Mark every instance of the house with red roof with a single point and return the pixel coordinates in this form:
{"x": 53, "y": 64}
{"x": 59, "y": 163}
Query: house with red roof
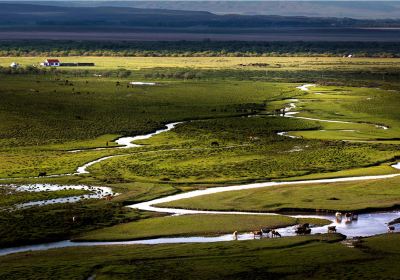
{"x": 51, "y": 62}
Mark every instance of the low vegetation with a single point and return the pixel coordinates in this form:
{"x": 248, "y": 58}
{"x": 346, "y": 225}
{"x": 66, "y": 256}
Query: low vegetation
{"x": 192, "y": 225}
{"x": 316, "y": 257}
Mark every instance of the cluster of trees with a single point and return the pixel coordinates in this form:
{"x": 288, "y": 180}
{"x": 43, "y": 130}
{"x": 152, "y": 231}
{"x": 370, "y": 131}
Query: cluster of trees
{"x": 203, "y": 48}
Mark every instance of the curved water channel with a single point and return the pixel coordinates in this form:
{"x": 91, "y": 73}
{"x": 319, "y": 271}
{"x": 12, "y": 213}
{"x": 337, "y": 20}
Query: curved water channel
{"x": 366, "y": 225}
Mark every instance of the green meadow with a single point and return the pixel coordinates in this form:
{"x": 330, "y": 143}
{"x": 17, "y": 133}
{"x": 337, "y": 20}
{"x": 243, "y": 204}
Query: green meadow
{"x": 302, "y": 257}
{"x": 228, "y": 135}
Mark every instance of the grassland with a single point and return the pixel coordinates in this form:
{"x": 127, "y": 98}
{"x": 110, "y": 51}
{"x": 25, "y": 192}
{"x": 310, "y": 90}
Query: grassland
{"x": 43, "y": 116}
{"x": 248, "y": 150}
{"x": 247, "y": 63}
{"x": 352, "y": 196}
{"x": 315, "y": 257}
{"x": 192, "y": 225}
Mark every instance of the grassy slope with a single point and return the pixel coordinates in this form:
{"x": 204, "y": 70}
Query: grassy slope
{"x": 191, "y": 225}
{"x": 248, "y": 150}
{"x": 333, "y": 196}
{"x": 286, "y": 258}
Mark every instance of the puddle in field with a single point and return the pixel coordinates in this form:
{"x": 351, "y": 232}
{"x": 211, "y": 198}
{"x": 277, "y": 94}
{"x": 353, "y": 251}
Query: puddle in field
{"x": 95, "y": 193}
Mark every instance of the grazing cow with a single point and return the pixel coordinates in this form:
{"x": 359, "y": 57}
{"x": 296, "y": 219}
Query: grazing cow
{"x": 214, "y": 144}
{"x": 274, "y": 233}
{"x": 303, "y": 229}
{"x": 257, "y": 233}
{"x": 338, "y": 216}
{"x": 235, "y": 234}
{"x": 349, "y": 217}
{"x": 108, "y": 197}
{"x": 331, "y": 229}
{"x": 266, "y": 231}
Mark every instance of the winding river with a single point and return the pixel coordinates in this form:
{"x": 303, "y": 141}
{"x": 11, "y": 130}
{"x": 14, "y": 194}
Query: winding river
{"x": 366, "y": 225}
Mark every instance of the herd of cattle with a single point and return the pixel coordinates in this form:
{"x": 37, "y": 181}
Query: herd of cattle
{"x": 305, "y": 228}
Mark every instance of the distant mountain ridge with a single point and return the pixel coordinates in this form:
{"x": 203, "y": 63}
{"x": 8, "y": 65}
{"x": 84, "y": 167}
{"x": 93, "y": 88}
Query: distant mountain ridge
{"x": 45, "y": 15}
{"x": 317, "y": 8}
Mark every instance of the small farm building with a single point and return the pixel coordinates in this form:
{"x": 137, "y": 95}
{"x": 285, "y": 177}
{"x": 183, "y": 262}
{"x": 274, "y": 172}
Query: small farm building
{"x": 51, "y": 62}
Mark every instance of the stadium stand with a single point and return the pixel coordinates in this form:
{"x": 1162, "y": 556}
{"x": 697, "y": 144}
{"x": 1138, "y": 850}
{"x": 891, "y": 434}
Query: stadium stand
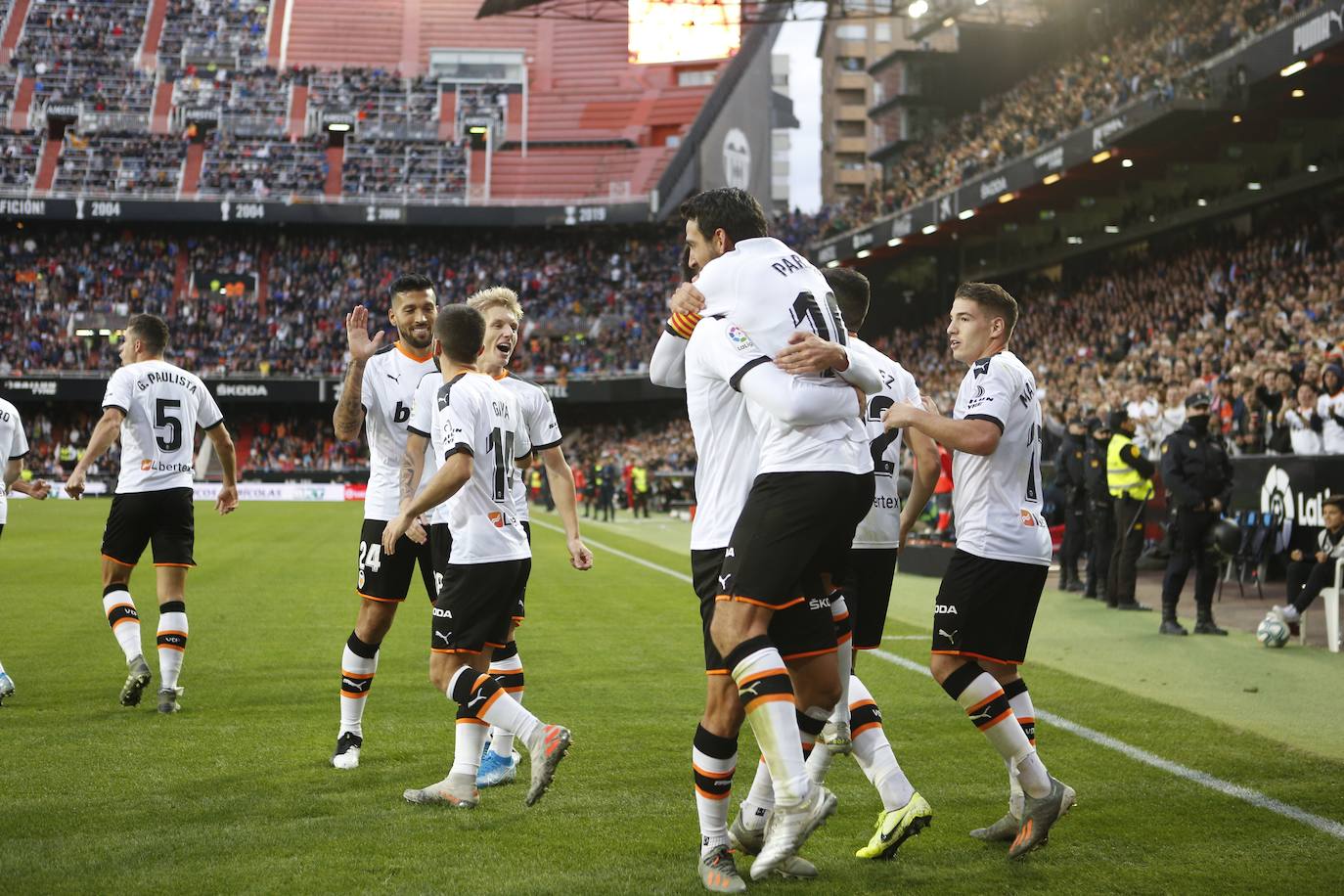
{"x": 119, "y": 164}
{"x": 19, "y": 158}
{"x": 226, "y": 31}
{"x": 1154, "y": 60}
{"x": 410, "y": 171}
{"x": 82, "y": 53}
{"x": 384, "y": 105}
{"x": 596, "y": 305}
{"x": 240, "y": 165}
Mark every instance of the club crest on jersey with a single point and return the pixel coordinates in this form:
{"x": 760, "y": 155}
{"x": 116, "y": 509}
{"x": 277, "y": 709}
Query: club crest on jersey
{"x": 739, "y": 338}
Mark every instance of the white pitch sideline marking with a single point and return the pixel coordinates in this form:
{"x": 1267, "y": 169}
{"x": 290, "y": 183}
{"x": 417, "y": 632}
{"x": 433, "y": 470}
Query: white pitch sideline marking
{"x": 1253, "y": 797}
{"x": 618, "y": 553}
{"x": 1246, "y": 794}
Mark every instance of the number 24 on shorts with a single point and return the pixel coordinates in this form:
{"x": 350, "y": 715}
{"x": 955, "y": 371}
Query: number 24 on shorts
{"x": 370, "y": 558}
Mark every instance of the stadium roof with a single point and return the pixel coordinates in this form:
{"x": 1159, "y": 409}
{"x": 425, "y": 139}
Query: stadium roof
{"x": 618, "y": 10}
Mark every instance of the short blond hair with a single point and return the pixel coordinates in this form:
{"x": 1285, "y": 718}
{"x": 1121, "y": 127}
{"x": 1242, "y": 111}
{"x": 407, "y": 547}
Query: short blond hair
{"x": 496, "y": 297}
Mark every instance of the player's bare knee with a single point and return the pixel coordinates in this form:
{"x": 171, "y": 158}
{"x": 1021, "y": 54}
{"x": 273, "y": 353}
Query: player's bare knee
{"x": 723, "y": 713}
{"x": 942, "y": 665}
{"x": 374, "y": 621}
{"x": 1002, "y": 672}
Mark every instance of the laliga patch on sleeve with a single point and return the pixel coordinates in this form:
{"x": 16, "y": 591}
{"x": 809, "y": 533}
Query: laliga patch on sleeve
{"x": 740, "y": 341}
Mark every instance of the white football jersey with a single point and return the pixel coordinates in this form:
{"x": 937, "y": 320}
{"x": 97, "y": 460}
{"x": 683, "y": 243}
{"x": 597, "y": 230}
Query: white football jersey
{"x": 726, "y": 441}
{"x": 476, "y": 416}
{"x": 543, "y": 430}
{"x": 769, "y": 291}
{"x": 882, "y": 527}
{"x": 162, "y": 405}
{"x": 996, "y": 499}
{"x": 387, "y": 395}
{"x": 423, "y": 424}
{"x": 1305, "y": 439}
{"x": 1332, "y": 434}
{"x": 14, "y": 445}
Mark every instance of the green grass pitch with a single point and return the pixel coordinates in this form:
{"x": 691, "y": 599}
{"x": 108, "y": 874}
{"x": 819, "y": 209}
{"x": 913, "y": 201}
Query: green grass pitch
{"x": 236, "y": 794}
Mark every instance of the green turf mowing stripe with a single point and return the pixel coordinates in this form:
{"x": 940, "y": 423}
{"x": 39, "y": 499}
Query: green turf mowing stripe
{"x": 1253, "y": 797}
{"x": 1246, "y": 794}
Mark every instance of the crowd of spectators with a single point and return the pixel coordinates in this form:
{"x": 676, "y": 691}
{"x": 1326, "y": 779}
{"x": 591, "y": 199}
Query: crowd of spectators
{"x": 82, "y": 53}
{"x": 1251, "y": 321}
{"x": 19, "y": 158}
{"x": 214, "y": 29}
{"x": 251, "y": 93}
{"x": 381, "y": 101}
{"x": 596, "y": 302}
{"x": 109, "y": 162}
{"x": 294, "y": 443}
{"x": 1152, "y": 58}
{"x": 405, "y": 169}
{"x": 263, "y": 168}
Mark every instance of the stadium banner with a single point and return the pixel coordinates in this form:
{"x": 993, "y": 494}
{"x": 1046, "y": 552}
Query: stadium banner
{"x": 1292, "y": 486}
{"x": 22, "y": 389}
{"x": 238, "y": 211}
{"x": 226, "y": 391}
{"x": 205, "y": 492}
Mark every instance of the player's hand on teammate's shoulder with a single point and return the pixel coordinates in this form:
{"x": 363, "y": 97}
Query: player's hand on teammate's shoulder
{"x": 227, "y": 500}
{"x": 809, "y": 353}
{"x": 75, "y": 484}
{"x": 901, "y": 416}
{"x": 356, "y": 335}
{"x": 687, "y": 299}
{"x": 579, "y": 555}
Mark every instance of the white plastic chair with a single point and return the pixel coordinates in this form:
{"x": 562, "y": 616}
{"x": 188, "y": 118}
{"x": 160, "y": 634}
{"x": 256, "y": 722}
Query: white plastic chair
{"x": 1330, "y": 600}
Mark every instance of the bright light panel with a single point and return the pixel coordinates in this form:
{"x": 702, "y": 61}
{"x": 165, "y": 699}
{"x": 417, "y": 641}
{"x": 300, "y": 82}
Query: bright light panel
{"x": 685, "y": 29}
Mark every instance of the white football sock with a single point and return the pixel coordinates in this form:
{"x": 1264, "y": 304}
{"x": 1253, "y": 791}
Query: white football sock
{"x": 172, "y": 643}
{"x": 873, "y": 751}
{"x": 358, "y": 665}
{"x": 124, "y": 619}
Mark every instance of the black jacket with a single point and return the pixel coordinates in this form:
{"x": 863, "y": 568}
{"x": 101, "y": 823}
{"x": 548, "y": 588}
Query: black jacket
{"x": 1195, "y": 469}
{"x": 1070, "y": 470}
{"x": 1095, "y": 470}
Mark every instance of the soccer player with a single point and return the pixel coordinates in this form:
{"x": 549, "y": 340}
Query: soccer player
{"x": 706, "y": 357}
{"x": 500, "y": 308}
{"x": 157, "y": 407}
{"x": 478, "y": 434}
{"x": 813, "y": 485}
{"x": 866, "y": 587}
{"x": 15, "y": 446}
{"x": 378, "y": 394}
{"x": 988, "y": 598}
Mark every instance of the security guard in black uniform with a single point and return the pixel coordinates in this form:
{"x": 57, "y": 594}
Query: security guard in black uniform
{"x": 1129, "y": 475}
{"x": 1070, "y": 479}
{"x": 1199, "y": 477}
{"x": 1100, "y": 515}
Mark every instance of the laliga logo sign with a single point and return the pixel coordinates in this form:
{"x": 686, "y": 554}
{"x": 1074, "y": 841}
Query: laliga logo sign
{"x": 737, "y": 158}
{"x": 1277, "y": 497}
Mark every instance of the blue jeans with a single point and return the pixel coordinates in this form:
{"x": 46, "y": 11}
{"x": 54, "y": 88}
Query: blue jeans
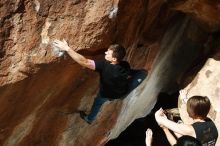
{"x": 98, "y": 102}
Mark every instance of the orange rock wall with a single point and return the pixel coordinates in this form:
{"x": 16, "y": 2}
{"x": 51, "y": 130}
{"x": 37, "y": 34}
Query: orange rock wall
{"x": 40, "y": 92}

*Objective*:
Starting at the line containing "Mark every instance of the laliga logo" and ending at the last line of the material, rewrite those lines as a numbered list with blank lines omitted. Leave the pictures out.

*Response*:
1. Mark every instance of the laliga logo sign with a single point and return the pixel coordinates in this form:
2. {"x": 686, "y": 554}
3. {"x": 1074, "y": 841}
4. Query: laliga logo sign
5. {"x": 737, "y": 158}
6. {"x": 1277, "y": 497}
7. Mark every instance of the blue jeans with a single point and return the pixel coordinates in this form:
8. {"x": 46, "y": 11}
9. {"x": 54, "y": 88}
10. Query: blue jeans
11. {"x": 98, "y": 102}
12. Mark every instance of the orange rock wall with a single point and return the pixel coordinates in this form:
13. {"x": 16, "y": 2}
14. {"x": 51, "y": 130}
15. {"x": 37, "y": 34}
16. Query: orange rock wall
17. {"x": 40, "y": 92}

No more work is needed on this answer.